Exercise details -> Verbatim output of all the material below is required.

Materials provided ->
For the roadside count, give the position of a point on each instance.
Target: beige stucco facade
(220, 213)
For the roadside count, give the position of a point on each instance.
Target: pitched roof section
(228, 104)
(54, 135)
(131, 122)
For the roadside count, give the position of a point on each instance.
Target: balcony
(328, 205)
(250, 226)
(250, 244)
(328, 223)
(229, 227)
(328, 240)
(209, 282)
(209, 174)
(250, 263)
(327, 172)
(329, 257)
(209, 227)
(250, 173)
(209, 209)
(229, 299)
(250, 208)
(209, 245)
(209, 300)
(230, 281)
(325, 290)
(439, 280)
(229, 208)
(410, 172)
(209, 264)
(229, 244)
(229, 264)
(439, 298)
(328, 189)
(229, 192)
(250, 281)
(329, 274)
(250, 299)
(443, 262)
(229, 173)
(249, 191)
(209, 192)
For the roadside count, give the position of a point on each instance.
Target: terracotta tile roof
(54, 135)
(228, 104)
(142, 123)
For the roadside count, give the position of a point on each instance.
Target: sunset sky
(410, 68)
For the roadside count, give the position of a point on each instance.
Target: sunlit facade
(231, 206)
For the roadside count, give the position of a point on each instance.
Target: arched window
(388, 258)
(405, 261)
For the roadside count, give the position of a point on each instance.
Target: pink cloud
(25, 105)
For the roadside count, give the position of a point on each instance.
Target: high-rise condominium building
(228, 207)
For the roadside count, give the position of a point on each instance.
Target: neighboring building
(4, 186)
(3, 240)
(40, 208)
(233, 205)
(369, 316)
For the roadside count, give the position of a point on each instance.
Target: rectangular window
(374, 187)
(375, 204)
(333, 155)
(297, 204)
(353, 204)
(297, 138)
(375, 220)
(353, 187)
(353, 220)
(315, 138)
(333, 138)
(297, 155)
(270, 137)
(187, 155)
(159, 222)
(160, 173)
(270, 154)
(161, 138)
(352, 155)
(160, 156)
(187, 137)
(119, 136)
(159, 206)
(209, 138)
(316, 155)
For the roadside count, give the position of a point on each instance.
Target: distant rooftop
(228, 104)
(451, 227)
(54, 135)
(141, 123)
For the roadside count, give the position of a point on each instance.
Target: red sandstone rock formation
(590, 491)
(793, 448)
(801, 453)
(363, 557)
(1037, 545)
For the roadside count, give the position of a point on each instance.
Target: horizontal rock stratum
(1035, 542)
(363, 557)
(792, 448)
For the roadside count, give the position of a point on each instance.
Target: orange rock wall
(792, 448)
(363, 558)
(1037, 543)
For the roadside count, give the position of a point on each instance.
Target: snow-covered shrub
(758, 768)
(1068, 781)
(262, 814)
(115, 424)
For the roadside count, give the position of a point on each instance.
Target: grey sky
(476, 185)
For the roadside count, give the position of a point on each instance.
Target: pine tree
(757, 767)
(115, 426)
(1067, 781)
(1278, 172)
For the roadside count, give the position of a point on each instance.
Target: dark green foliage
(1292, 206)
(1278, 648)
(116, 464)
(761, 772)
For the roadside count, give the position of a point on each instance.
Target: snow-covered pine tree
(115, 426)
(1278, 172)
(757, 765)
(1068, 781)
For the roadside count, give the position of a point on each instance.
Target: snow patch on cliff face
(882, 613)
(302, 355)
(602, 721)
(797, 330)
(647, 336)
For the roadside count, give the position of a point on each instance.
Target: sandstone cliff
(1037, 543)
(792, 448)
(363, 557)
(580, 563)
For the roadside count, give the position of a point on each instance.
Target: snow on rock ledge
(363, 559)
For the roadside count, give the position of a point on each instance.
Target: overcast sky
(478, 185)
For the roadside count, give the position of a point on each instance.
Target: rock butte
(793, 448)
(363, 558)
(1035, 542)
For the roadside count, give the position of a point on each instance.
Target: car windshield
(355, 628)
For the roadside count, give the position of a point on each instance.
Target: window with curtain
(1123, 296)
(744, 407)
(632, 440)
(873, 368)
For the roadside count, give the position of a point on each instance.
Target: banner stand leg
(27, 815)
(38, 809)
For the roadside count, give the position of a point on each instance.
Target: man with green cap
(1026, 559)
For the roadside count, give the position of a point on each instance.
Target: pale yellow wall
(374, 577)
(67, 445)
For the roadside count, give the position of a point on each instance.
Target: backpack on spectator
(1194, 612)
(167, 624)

Solution ->
For the roadside count, give the position of a point on each instance.
Target: beige stucco facade
(220, 213)
For the roadside count, give the position of a point on each instance.
Target: pitched roof section
(228, 104)
(54, 135)
(131, 122)
For the roadside count, give the position of a point on each instance.
Target: balcony
(328, 205)
(250, 226)
(250, 244)
(328, 223)
(229, 227)
(328, 240)
(209, 282)
(209, 174)
(250, 263)
(327, 172)
(329, 257)
(209, 227)
(250, 173)
(209, 209)
(229, 299)
(250, 208)
(209, 245)
(209, 300)
(230, 281)
(325, 290)
(439, 280)
(229, 208)
(410, 172)
(209, 264)
(229, 244)
(229, 264)
(439, 298)
(328, 189)
(229, 192)
(250, 281)
(329, 274)
(250, 299)
(443, 262)
(229, 173)
(249, 191)
(209, 192)
For the roadside count, give the position of a point on each instance.
Target: terracotta tile roof
(54, 135)
(228, 104)
(142, 123)
For the roadside count, give the position of a point on each instance.
Target: sunset sky
(410, 68)
For the roadside count, give the position of a point on each instance.
Target: sunlit facade
(231, 206)
For the roadside count, give the position of a point on each instance.
Target: arched window
(388, 258)
(405, 261)
For the roadside count, give the position of a point on each instance.
Target: pink cloud
(25, 105)
For the roadside count, give the position of a point on each instance.
Target: high-rise condominium building
(228, 207)
For the roadside count, give the position of a point on each instance.
Target: neighboring building
(4, 186)
(3, 240)
(40, 208)
(233, 205)
(369, 316)
For the roadside count, give the position of a point on each instance.
Target: rectangular window
(374, 187)
(375, 204)
(333, 155)
(297, 204)
(353, 204)
(297, 138)
(375, 220)
(353, 187)
(353, 220)
(315, 138)
(333, 138)
(297, 155)
(270, 137)
(187, 155)
(159, 222)
(160, 173)
(270, 154)
(161, 138)
(352, 155)
(160, 156)
(187, 137)
(119, 136)
(159, 206)
(209, 138)
(316, 155)
For the roadside count, give the position of a point on each instance.
Target: distant rooftop
(228, 104)
(451, 227)
(54, 135)
(141, 123)
For the roadside count, give the position of a point on each instance.
Target: red sandstone rock formation
(590, 491)
(793, 448)
(801, 453)
(363, 557)
(1037, 545)
For the roadside count, give the position of a point on each instance.
Target: horizontal rock stratum
(1035, 542)
(363, 557)
(792, 448)
For the roadside count, give the position of a point on each instance.
Target: orange rock wall
(792, 448)
(363, 558)
(1037, 543)
For the roadside count, give the position of a point on each instance.
Target: snow-covered shrub
(758, 768)
(1068, 781)
(262, 814)
(115, 424)
For the roadside count, give the position of a point on each instance.
Target: grey sky
(476, 185)
For the roadside count, give the position of a point on each instance.
Target: pine tree
(757, 767)
(115, 426)
(1067, 781)
(1278, 172)
For the roadside count, give the position of a point on each instance.
Target: dark green foliage
(1292, 206)
(1278, 648)
(116, 464)
(761, 772)
For the roadside count, give the position of a point on each instance.
Target: snow-covered pine tree
(115, 426)
(1278, 172)
(757, 765)
(1068, 781)
For the roadside count, give the position of a point on each instance.
Target: snow patch on cliff face
(882, 613)
(302, 355)
(602, 721)
(797, 330)
(647, 336)
For the roadside count, give the position of a point on each instance.
Target: sandstone cliff
(1037, 543)
(792, 448)
(363, 557)
(580, 563)
For the roadside count, give the position of a point on each instance.
Target: snow on rock ledge
(363, 559)
For the roadside count, give the position of a point on each instance.
Target: overcast sky
(478, 185)
For the roadside count, give the position of a point on each instance.
Target: rock butte
(793, 448)
(363, 558)
(1035, 542)
For the roadside count, give the position of a point on each instance.
Target: car windshield
(355, 628)
For the roadside count, give the position of a point on each instance.
Target: window with curtain
(1123, 296)
(744, 407)
(632, 440)
(873, 368)
For the roadside count, give the position of a point on each instance.
Target: banner stand leg
(27, 815)
(38, 809)
For the roadside count, give the position of a point on each instance.
Target: man with green cap
(1026, 559)
For the roadside count, give the position of a point on each instance.
Target: pale yellow wall
(374, 577)
(67, 445)
For the roadside count, give the position of a point on each instance.
Target: backpack on spectator
(1194, 612)
(167, 624)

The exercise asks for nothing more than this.